Brief: Rewrite all the items below with "drill" changed to "exercise" and nothing else altered. Leave out the pictures.

Data for processing:

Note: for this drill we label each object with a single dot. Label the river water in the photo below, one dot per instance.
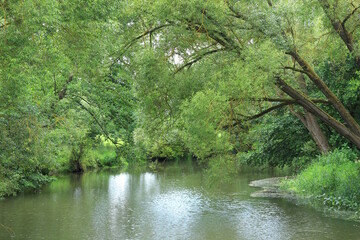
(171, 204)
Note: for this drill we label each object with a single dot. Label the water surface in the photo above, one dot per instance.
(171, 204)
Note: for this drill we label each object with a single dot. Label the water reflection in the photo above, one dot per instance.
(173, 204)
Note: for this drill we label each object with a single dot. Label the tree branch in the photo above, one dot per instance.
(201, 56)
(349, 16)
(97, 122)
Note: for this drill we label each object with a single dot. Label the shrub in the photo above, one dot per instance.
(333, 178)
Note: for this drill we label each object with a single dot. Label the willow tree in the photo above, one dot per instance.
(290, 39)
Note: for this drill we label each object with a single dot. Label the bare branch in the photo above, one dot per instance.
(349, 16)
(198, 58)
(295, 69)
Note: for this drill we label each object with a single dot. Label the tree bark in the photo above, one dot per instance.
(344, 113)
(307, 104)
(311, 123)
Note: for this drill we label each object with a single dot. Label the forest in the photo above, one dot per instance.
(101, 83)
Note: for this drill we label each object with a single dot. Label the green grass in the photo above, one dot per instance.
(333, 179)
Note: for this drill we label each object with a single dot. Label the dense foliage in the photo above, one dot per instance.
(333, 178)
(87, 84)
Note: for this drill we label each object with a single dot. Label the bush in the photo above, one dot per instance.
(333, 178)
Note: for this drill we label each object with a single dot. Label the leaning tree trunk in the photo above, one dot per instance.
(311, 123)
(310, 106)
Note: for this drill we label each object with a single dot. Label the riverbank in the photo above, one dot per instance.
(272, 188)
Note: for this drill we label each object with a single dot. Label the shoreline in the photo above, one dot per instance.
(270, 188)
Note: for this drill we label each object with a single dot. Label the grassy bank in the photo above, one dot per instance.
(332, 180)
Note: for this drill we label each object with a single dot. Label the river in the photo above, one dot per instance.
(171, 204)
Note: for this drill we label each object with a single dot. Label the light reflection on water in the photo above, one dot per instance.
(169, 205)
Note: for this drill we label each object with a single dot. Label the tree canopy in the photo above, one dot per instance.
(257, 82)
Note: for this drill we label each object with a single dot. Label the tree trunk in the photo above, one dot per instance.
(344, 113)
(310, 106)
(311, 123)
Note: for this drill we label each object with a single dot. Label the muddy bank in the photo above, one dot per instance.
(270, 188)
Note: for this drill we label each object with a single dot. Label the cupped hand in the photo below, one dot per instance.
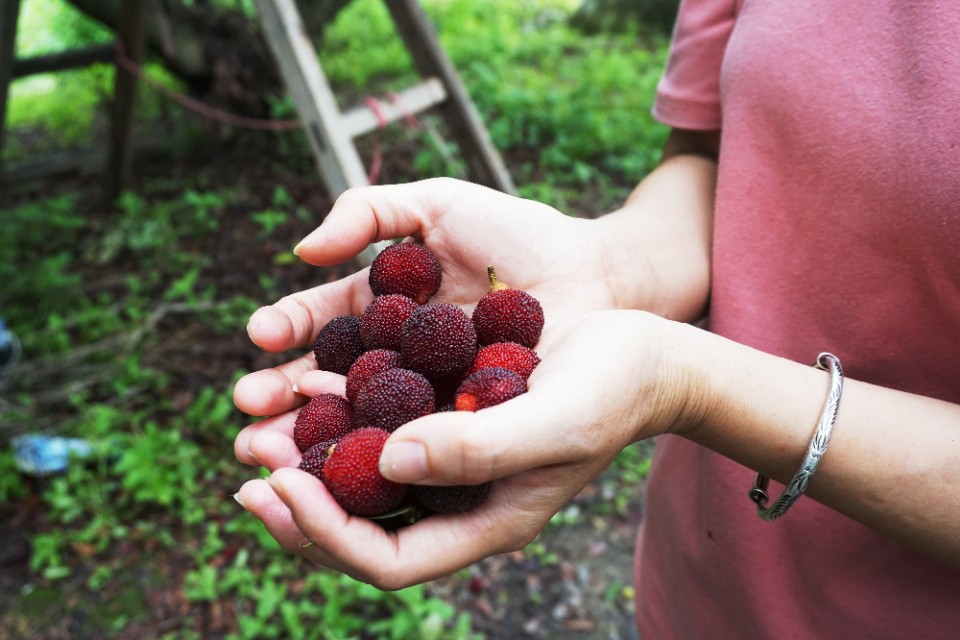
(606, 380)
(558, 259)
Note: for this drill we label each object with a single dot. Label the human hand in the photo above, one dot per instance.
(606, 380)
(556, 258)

Solution:
Note: for this exercise we label each object with a single dot. Label the river water in the photo below, one dot per instance.
(171, 204)
Note: for this exercise we label each object with a single dot. Label the water surface in the photo above, one dot per instance.
(171, 204)
Note: for this exercise we label each object with a single dot. Label the water reflection in the photo above, one dot per instance.
(173, 204)
Note: for this exercise we label each object with a single dot. Label the tree branch in the photo above, one dot per instance.
(201, 56)
(349, 16)
(97, 122)
Note: for this exercise we label each object with a single dot. Label the shrub in the photo above, one dot per instance.
(333, 178)
Note: for this exercise we label each object with a single dot. Label the willow tree in the photo above, one dot per instance.
(290, 39)
Note: for this exercise we label each object with a single dot. Label the bare branch in the photo above, one dot per instance.
(349, 16)
(198, 58)
(295, 69)
Note: for this exercise we label each object with a single dot. Label the tree bark in the photo above, one dot per instance.
(344, 113)
(307, 104)
(311, 123)
Note: for this exercise we label each object with a single dot. Label the forest in the photo above, one dot per instance.
(101, 83)
Note: for this exercise we label each object with a single dot. Label the green grass in the photo above, one dot per instance.
(333, 179)
Note: for this exercise we label each object with a single dot. Label the dense foliage in the photo above, one dot per instance.
(333, 178)
(87, 84)
Note: for this exercise we label each object with a single dot. Label the bush in the photo above, one dot per instance.
(333, 178)
Note: for this exercise we label each object with a single dot. Label the leaning tree trunk in the photo above, one dot per instance.
(311, 123)
(310, 106)
Note: for this exercise we label each object with a single dot. Label the riverbank in the photo above, one dot per instance.
(272, 188)
Note: for this exercise we label each object with a single dot. Label the shoreline in the photo above, one dot per instance.
(270, 188)
Note: for this exercise we label each object with a single dot. Label the grassy bank in the photo above, one dot per instance.
(332, 180)
Note: for this exercise we label each object with a single dot. Label the river in the photo above, one dot per instance.
(171, 204)
Note: for this exercise we label each object with a single dot. Label the light reflection on water in the photo above, one dot per instance.
(169, 205)
Note: for this exercise we label each object with a single dot. Label the tree canopy in the photo above, one dot per instance.
(257, 82)
Note: for this exercise we label each object with a single dot. Label the tree trunk in the photo above, one dot per instance.
(344, 113)
(310, 106)
(311, 123)
Note: for this exercise we label each object with a single dot. Label the muddy bank in the photo above, one dot per instance.
(270, 188)
Note: for this exercise we label each object with a single dot. Label the cupped hand in the photo below, one dot per instance.
(606, 380)
(558, 259)
Note: for this exercise we label each object with a single dot. Label the human hand in the photo above, one dot per instance.
(606, 380)
(556, 258)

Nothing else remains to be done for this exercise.